输出内容:
这篇讨论投资组合VaR的节选中,P1和P2的1天5% VaR分别是多少?

节选:
--*--
B*******t 发帖数: 135 | 1 有两个portfolios:P1和P2。他们的1day的5%的VaR分别是2m和3m,
那么把这两个portfolio合起来作为一个大的porfolio来考虑,大portfolio的1day 5%
的VaR是多少?
好像这个问题还挺复杂的。两个portfolio的价值,V1和V2。如果仅仅知道 DeltaV1和
DeltaV2的correlation,可以得到最终答案么?还是说必须DeltaV1和DeltaV2的joint-
distribution?
先提前谢谢大牛们指教了! |
B*******t 发帖数: 135 | |
a***m 发帖数: 74 | 3
joint-
For the combined portfolio, you can first calculate the volatility. This
require info including positions, correlations of the returns, and
volatility, which you have. Then you can estimate VAR use volatility and
position.It's straight-forward.
--*--
数据展示:
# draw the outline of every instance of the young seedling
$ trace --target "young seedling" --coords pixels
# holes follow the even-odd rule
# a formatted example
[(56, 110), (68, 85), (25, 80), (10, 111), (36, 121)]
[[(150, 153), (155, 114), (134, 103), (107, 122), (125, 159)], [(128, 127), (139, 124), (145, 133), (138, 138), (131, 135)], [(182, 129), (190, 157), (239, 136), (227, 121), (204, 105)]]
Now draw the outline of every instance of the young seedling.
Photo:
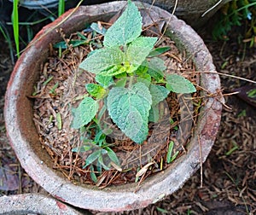
[(140, 12), (129, 0), (121, 16), (104, 32), (103, 48), (93, 50), (79, 65), (96, 75), (97, 84), (86, 84), (89, 96), (73, 108), (73, 128), (96, 119), (102, 101), (113, 122), (142, 144), (148, 135), (148, 122), (158, 119), (158, 104), (171, 91), (196, 90), (183, 76), (165, 73), (165, 62), (156, 55), (169, 48), (154, 49), (158, 38), (142, 36), (142, 27)]

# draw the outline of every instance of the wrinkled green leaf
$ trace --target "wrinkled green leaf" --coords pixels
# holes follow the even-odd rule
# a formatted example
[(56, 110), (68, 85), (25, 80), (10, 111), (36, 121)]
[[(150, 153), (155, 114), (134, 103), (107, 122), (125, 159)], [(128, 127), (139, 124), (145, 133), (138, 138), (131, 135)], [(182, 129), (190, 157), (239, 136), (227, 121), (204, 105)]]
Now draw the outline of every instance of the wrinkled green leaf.
[(160, 119), (159, 106), (154, 105), (151, 107), (149, 110), (148, 121), (157, 123)]
[(96, 49), (80, 63), (79, 67), (95, 74), (106, 70), (119, 70), (124, 57), (125, 54), (119, 47)]
[(90, 166), (90, 178), (94, 183), (96, 183), (98, 181), (97, 177), (96, 176), (95, 172), (94, 172), (94, 168), (92, 166)]
[(154, 106), (160, 102), (162, 102), (168, 96), (170, 93), (170, 90), (164, 86), (155, 84), (150, 84), (149, 91), (152, 96), (152, 106)]
[(154, 56), (160, 55), (166, 52), (169, 49), (170, 49), (170, 47), (167, 47), (167, 46), (156, 48), (154, 50), (150, 51), (148, 57), (154, 57)]
[(147, 87), (149, 87), (151, 83), (151, 76), (148, 73), (143, 74), (137, 78), (137, 82), (143, 83)]
[(157, 38), (139, 37), (129, 44), (125, 52), (126, 61), (132, 67), (127, 71), (128, 73), (133, 73), (143, 64), (156, 41)]
[(109, 170), (109, 167), (107, 166), (104, 164), (103, 158), (102, 158), (102, 154), (100, 154), (100, 156), (98, 157), (98, 161), (99, 161), (100, 165), (102, 166), (102, 167), (103, 167), (105, 170), (107, 170), (107, 171)]
[(96, 101), (90, 97), (85, 97), (82, 100), (77, 108), (73, 108), (73, 125), (74, 129), (79, 129), (90, 122), (99, 109)]
[(184, 77), (177, 74), (166, 75), (166, 88), (176, 93), (192, 93), (196, 89), (193, 84)]
[(136, 5), (128, 1), (126, 9), (105, 33), (103, 44), (106, 47), (125, 45), (140, 36), (142, 16)]
[(131, 88), (113, 88), (107, 102), (108, 110), (113, 122), (137, 143), (143, 143), (148, 136), (148, 118), (151, 104), (149, 90), (140, 82)]
[(102, 86), (96, 84), (85, 84), (85, 88), (88, 93), (96, 99), (104, 97), (106, 94), (106, 90)]
[(123, 77), (120, 78), (119, 79), (118, 79), (118, 81), (115, 83), (115, 85), (117, 87), (125, 87), (126, 84), (126, 81), (127, 81), (127, 77)]

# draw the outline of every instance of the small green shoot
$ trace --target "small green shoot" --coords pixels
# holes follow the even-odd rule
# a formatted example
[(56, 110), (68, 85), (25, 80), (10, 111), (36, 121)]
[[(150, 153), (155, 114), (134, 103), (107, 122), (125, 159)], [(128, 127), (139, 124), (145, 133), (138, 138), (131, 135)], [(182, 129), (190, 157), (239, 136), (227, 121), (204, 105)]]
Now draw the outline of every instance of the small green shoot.
[(160, 208), (159, 206), (156, 207), (156, 210), (159, 211), (161, 213), (168, 213), (168, 211), (163, 208)]
[(179, 152), (177, 151), (172, 156), (172, 151), (173, 151), (173, 147), (174, 147), (174, 142), (171, 141), (169, 143), (169, 147), (168, 147), (168, 151), (167, 151), (167, 155), (166, 155), (166, 162), (167, 164), (172, 163), (178, 155)]
[(234, 151), (239, 148), (236, 142), (232, 142), (232, 143), (233, 143), (233, 148), (225, 154), (227, 156), (230, 155)]
[(256, 89), (252, 89), (247, 92), (247, 95), (250, 98), (256, 98)]
[(93, 151), (89, 154), (85, 160), (85, 165), (83, 168), (90, 166), (90, 177), (93, 182), (97, 182), (97, 177), (95, 173), (93, 166), (97, 168), (97, 172), (101, 173), (102, 168), (104, 170), (110, 170), (111, 166), (121, 171), (119, 160), (116, 154), (110, 148), (109, 144), (106, 141), (106, 135), (101, 131), (96, 124), (92, 125), (96, 128), (96, 137), (94, 141), (83, 137), (84, 144), (82, 147), (73, 148), (73, 152), (84, 153), (87, 151)]
[(60, 113), (56, 113), (56, 121), (57, 121), (58, 130), (61, 130), (62, 129), (62, 119), (61, 119), (61, 115)]
[(57, 89), (58, 86), (59, 86), (59, 82), (56, 82), (56, 84), (54, 84), (52, 89), (50, 89), (49, 93), (53, 94), (53, 95), (55, 95), (55, 90)]

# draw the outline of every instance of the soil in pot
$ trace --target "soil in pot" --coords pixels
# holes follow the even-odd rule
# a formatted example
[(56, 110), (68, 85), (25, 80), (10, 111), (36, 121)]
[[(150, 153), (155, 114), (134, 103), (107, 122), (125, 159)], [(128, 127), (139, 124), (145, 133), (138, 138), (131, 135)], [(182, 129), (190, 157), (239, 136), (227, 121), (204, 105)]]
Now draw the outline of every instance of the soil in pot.
[[(108, 23), (97, 23), (99, 29), (108, 26)], [(143, 35), (160, 38), (158, 47), (170, 48), (160, 55), (167, 67), (166, 73), (183, 74), (197, 84), (199, 73), (195, 71), (191, 59), (180, 53), (175, 43), (156, 29), (159, 26), (154, 24), (145, 26)], [(193, 94), (193, 102), (190, 96), (170, 93), (166, 101), (160, 104), (163, 111), (161, 118), (157, 123), (148, 125), (149, 134), (142, 145), (124, 136), (108, 114), (103, 114), (100, 125), (102, 131), (112, 130), (106, 141), (119, 157), (120, 166), (112, 164), (108, 166), (110, 170), (106, 171), (94, 163), (83, 168), (86, 158), (93, 152), (83, 150), (84, 138), (95, 139), (96, 131), (88, 130), (94, 126), (93, 123), (86, 125), (83, 137), (81, 131), (71, 128), (72, 108), (88, 94), (84, 84), (95, 83), (95, 77), (78, 67), (92, 49), (102, 46), (103, 36), (90, 26), (68, 38), (61, 29), (59, 31), (63, 42), (50, 44), (50, 55), (42, 65), (40, 80), (31, 96), (34, 98), (34, 122), (42, 147), (54, 161), (53, 168), (61, 171), (75, 183), (94, 183), (104, 188), (110, 184), (141, 183), (168, 167), (176, 156), (184, 155), (192, 124), (196, 123), (201, 102), (199, 92)]]

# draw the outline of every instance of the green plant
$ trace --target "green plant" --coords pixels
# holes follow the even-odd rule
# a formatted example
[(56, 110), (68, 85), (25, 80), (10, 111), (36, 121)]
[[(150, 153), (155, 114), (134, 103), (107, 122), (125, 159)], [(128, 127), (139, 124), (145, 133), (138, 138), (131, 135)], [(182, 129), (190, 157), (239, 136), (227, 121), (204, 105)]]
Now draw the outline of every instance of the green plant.
[(228, 32), (234, 26), (241, 26), (242, 21), (247, 23), (245, 38), (251, 38), (251, 44), (256, 37), (256, 0), (234, 0), (226, 3), (218, 15), (218, 20), (212, 29), (215, 39), (227, 39)]
[(148, 121), (158, 120), (158, 104), (171, 91), (196, 90), (183, 76), (164, 73), (165, 62), (156, 55), (168, 48), (154, 49), (157, 38), (142, 36), (142, 27), (140, 12), (128, 1), (126, 9), (104, 33), (104, 47), (90, 52), (79, 65), (96, 75), (97, 84), (87, 84), (90, 96), (73, 108), (73, 128), (100, 120), (102, 101), (102, 108), (108, 109), (115, 125), (142, 144), (148, 135)]

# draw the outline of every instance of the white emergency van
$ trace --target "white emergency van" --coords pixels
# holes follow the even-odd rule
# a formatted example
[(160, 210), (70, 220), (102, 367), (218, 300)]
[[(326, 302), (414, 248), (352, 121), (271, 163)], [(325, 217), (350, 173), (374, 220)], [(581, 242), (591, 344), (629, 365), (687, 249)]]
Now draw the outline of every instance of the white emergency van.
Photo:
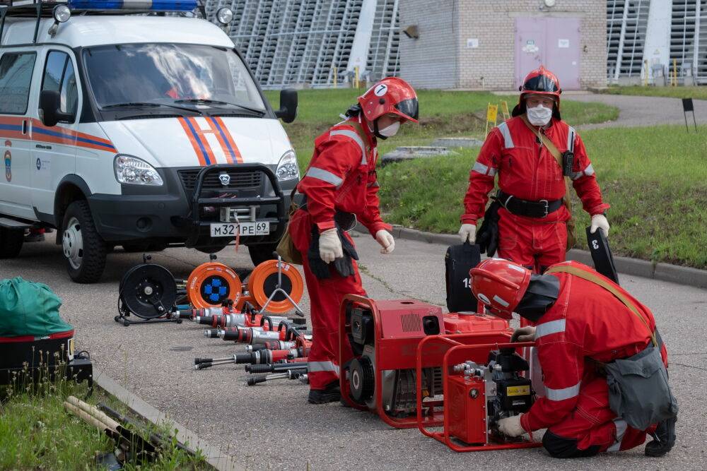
--*--
本题解答:
P1是2m,P2是3m。